[Natural-language object grounding data]
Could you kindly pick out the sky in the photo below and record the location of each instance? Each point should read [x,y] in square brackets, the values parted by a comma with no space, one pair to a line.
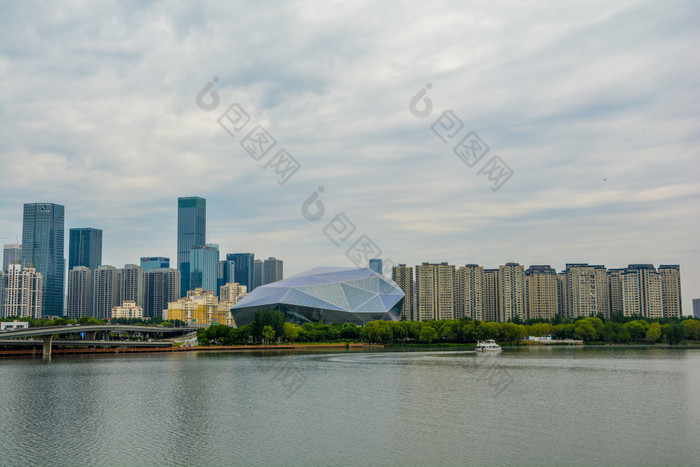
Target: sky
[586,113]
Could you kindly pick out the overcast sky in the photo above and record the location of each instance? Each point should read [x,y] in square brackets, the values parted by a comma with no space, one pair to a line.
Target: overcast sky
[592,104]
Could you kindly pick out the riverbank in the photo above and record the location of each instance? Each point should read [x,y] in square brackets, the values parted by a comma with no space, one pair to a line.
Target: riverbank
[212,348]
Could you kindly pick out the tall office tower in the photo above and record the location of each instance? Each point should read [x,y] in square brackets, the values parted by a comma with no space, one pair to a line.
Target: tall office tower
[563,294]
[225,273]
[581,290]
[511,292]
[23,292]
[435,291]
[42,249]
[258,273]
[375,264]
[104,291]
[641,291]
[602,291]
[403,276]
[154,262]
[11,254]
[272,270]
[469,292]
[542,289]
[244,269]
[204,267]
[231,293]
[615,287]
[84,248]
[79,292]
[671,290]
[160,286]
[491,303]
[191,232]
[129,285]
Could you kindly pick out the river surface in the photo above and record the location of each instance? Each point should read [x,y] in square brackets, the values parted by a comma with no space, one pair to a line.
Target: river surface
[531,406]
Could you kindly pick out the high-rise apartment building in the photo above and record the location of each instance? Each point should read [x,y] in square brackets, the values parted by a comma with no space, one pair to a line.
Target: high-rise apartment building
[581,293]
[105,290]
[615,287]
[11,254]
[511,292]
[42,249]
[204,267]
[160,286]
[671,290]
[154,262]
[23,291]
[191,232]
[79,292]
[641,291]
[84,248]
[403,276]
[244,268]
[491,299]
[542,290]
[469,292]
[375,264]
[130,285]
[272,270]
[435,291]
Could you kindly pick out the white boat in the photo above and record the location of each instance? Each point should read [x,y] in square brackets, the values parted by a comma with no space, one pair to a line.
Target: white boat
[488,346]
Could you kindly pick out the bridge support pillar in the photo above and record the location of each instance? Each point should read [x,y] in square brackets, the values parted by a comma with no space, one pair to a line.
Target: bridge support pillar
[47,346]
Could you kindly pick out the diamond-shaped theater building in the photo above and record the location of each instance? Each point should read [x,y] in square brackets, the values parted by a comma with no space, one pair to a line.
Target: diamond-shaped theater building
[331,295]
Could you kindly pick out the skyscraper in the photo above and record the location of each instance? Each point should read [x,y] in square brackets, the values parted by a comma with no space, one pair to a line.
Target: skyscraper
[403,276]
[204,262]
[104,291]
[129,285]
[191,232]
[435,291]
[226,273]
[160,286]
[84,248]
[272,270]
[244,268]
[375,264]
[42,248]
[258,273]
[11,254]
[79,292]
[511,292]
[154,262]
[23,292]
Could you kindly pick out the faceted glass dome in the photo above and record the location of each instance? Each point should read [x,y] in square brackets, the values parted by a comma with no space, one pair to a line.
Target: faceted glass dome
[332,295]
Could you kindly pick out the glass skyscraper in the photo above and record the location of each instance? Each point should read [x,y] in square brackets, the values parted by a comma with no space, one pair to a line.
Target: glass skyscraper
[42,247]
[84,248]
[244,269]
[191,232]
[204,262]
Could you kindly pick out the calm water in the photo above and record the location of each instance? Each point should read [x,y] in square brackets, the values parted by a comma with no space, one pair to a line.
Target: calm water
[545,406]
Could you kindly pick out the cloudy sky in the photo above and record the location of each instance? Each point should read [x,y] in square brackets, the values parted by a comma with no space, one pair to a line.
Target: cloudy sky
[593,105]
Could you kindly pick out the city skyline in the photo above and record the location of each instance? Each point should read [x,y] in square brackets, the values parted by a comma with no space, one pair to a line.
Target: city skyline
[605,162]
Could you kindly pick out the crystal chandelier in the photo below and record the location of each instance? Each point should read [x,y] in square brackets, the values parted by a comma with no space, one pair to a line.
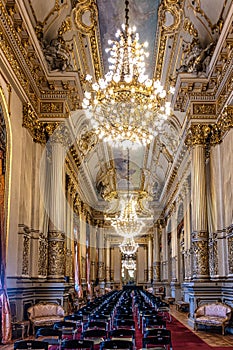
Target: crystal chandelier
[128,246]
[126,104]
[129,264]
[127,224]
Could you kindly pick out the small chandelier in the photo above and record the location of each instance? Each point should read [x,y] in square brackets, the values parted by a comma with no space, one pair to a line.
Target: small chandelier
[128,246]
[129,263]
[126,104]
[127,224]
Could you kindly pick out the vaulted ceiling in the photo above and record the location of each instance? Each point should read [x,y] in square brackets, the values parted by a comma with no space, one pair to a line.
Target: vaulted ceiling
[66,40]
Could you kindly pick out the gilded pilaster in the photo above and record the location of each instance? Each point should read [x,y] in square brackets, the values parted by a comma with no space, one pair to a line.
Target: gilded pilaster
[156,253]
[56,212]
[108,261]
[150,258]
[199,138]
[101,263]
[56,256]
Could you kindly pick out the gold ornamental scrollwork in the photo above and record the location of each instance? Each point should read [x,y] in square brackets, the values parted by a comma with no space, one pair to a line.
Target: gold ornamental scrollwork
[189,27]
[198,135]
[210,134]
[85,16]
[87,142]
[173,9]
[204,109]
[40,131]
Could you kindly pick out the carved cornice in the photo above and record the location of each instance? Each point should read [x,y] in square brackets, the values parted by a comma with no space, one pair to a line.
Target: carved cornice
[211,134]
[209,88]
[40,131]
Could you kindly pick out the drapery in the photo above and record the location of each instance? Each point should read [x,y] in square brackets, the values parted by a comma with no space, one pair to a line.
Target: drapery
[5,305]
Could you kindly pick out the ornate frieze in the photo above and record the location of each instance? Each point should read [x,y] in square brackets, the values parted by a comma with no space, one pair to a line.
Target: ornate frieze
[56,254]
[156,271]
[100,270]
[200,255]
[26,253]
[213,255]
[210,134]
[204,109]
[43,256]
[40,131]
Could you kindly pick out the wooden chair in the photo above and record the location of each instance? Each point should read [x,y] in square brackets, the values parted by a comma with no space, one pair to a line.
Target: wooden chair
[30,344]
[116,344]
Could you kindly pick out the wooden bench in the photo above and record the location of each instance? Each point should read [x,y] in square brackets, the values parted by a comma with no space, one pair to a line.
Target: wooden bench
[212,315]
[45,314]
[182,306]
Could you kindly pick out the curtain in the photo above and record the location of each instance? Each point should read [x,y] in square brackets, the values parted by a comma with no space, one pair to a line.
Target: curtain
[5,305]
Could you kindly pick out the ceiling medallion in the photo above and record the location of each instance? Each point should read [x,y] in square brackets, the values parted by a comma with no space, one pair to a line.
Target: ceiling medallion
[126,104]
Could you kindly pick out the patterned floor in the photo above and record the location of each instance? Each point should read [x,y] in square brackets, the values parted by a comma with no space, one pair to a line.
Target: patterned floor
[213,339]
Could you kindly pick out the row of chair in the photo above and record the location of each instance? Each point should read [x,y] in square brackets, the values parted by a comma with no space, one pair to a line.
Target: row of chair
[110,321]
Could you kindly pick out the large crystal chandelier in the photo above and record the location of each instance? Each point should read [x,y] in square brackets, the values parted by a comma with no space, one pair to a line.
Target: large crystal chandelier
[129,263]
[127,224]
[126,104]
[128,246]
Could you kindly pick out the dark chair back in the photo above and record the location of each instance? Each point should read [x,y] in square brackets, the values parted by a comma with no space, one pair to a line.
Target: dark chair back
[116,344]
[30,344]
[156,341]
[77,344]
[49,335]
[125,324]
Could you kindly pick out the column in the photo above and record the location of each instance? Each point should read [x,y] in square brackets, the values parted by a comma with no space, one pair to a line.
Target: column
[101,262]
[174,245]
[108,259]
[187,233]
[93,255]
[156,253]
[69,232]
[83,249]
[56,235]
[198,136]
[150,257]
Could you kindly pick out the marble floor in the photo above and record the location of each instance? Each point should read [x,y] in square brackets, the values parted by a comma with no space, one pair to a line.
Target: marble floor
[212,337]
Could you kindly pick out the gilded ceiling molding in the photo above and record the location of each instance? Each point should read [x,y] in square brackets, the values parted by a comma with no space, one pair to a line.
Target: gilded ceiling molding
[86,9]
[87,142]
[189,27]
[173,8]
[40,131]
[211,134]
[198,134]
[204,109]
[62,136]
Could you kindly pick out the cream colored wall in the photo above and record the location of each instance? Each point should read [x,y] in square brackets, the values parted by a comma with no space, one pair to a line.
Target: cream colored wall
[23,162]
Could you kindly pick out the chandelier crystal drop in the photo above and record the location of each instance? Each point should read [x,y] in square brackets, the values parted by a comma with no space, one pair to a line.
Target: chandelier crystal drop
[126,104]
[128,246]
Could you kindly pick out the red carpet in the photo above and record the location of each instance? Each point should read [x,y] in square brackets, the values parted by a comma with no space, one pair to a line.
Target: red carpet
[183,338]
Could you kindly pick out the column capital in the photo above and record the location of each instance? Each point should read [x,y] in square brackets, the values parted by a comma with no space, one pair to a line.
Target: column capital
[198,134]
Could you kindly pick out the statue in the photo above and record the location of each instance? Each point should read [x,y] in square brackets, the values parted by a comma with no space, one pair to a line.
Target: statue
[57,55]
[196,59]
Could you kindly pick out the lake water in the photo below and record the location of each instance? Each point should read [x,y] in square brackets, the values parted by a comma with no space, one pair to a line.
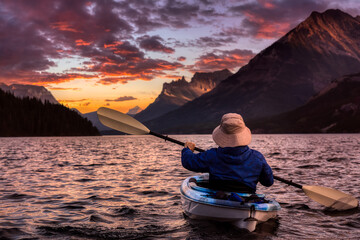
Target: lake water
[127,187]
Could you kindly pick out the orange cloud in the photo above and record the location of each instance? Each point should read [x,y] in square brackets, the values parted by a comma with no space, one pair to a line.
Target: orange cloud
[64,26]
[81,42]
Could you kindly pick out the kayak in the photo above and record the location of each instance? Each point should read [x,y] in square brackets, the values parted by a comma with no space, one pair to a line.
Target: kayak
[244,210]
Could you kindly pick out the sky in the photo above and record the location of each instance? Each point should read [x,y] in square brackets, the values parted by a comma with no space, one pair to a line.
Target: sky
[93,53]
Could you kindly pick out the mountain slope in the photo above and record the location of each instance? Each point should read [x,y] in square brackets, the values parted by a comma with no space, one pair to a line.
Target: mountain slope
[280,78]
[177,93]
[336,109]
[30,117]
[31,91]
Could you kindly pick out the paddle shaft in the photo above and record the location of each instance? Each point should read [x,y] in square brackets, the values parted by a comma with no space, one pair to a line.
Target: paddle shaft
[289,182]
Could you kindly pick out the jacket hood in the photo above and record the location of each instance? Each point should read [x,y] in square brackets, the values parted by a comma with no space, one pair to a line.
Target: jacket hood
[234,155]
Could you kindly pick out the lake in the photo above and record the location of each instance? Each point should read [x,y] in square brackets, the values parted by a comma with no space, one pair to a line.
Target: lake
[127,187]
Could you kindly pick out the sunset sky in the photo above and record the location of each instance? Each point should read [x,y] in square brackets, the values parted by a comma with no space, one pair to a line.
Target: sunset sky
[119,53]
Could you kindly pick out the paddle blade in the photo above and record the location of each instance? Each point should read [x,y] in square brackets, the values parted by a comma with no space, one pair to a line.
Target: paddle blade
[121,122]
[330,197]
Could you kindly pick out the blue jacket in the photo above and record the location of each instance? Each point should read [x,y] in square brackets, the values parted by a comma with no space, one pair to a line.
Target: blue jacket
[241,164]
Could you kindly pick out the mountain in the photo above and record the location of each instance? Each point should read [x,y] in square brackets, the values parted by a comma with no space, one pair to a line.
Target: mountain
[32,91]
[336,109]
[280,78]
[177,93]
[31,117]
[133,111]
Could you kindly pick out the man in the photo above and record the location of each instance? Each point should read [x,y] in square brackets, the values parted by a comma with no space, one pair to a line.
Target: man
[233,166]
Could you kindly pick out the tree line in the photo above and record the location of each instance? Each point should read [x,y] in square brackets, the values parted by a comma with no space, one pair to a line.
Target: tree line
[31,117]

What you have to do: Report, for the data above, every line in which the string "below" appears.

Solution to this problem:
Could you kindly pick out the sky in the photo below and record the location of each instance? Each point should read [x,y] in square brackets, the values parted by a comma with no space, one pair to a line.
Could you kindly pick out the crystal chandelier in the photo below and record the location of each instance? Each point should read [x,y] in square brackets, the values parted by a comma with no space, one pair to a line.
Could you kindly pick out the lake water in the photo below and record the location of each instance? Each point should read [x,y] in square brackets, the values parted by a comma with no space, one pair to a line.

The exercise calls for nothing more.